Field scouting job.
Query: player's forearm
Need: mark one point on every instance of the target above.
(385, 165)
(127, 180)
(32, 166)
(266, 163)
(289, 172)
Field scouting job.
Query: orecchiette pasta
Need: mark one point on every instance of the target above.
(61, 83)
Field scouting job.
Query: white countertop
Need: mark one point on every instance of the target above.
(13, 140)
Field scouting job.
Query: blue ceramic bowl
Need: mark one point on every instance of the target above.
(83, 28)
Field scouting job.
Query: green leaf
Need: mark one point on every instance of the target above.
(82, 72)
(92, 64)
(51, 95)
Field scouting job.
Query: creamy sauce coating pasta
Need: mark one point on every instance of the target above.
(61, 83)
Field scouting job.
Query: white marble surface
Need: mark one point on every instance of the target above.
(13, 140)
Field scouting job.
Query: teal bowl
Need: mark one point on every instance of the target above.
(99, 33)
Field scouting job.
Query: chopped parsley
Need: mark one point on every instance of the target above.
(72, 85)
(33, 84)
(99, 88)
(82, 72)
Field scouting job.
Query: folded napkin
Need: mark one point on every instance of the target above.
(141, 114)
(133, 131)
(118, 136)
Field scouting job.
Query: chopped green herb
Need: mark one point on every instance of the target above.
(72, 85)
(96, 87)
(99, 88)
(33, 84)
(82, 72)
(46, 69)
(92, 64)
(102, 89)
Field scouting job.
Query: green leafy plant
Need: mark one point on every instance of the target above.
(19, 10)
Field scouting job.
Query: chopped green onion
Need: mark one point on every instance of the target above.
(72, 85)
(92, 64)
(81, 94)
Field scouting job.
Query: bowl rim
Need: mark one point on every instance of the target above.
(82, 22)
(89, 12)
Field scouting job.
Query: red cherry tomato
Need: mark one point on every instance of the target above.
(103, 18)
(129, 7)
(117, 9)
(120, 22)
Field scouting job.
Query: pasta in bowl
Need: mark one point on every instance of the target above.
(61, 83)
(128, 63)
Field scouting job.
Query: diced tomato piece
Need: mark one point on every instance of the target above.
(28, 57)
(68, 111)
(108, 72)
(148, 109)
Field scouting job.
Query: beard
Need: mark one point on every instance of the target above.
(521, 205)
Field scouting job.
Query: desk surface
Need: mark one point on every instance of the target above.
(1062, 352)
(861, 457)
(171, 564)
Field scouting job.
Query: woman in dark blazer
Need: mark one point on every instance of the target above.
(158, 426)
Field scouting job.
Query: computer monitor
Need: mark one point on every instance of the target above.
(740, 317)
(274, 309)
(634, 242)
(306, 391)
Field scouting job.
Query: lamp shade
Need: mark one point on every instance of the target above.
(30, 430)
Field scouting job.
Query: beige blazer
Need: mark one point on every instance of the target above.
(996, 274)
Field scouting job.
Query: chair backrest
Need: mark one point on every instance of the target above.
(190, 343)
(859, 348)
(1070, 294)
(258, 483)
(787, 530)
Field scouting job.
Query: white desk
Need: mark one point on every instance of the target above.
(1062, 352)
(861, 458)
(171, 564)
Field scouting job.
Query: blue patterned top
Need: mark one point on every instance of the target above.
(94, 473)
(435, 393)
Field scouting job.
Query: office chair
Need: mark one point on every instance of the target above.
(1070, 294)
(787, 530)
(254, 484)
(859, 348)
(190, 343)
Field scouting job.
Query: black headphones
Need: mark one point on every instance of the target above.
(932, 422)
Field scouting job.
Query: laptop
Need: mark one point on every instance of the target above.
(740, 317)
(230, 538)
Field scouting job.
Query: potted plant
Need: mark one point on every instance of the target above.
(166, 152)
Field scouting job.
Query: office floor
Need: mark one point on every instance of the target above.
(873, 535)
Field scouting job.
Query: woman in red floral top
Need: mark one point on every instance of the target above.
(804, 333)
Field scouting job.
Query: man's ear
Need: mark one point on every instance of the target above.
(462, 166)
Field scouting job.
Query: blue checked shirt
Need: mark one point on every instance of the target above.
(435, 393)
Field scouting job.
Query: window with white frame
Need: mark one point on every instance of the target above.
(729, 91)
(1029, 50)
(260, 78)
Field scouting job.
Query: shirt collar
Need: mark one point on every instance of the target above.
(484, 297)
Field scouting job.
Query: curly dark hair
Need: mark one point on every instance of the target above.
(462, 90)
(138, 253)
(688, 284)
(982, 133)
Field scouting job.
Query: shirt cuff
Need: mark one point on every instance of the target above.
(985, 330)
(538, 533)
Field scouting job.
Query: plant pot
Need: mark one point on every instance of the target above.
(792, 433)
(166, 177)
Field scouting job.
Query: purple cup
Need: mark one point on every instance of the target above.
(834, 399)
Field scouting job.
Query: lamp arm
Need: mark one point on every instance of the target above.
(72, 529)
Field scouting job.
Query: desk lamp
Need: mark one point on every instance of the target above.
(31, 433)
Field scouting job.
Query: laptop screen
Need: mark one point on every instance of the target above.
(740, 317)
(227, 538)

# PROMPT:
How many lines in the records above contain the string "blazer"? Reply with the number alone.

# THE REPLY:
2